Asimismo, Wilson se apresura en subrayar que, «lejos de ignorar sus esculturas de bronce de gran tamaño, en esta exposición las entendemos dentro del contexto del trabajo que había hecho en los quince años anteriores a esa etapa».
Método de expresión
Flanagan solía referirse a la escultura como «un marcador de significado anterior al lenguaje», asegura el comisario de la muestra, que añade que el galés «hablaba de sus trabajos como si fueran poesía, es decir, como esculturas no literarias». Así, Flanagan consideraba que la escultura es un arte que no necesita una explicación previa.
«Mientras visitas la exposición, va creciendo la sensación de creación de algo nuevo que se manifiesta en la historia, el mito, el ritual o ideas de este tipo, lo que otorga a cada pieza una fuerza casi talismánica», señala Wilson.
La variedad de materiales es una de las características que más sorprende al visitante de esta exposición. Arena, tela de saco, acero, piedra, arcilla, luz proyectada o cuerda, a priori materiales sencillos, son la base de una obra que no adoptó el bronce hasta que pasaron varios años.
«El bronce esconde un sentido de paradoja y contradicción», explica Andrew Wilson, que agrega: «Una de las cosas que más le gustaba a Barry Flanagan de este material al usar un sujeto como la liebre es que si las ves saltando en el campo se parece al mercurio, no puedes atraparlas y son efímeras. Él cogía esa imagen y la transformaba en bronce, que es el material más pesado, más tradicional y más monumental. De alguna manera, él transformó esa imagen efímera y la hizo permanente. En ese sentido es comparable a la gente que escribía sobre la manera de bailar de Nureyev, cuando saltaba y parecía flotar en el aire durante una milésima de segundo».
----
• _Tareas y ejercicios_
**A.** En el texto sobre la exposición de Barry Flanagan, ¿cómo solía referirse Flanagan a la escultura?
**B.** Prosigue el texto sobre la exposición de Barry Flanagan a partir de su última frase.

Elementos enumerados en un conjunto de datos
----
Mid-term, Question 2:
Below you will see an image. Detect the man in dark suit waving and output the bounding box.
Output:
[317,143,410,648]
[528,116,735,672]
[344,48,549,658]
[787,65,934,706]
----
• _Tareas resueltas_
**A.** Como «un marcador de significado anterior al lenguaje».

**B.**
Fidelidad
«Con esta exposición hemos intentado ser lo más rigurosos posible con la manera en que estos trabajos fueron expuestos por primera vez», asegura Wilson al iniciar un recorrido por la exposición. «La primera sala es sobre la primera muestra comercial en solitario de Flanagan y contiene obras en escayola, en arena y algunos poemas, ya que Flanagan solía publicar en una revista de poesía».
«Las siguientes estancias contienen trabajos que cubren la etapa que va desde 1965 a 1966 y 1967 a 1969, respectivamente y sitúan a Flanagan en un contexto internacional como escultor de renombre», apunta el comisario.
El objetivo tanto de Andrew Wilson como de Clarrie Wallis a la hora de seleccionar las piezas que tenían cabida en esta gran retrospectiva fue el de «mostrar varias líneas de diferentes lenguajes narrativos a lo largo de los primeros años de su carrera en sus diferentes obras».
Eivissa como inspiración
«Flanagan tuvo una vida bastante nómada y los viajes fueron una constante a lo largo de su vida», explica Andrew Wilson sobre el escultor galés, que en 1987 se instaló en Eivissa. Desde entonces, alternó sus estancias en la Isla con sus viajes alrededor del mundo.
En los años 90 donó una obra al Museu d'Art Contemporani d'Eivissa. Se trataba de La cabeza de la diosa entre mis manos, titulada como el poema de Antonio Colinas en el que se inspiró. Escultor y poeta entablaron en la Isla una gran amistad.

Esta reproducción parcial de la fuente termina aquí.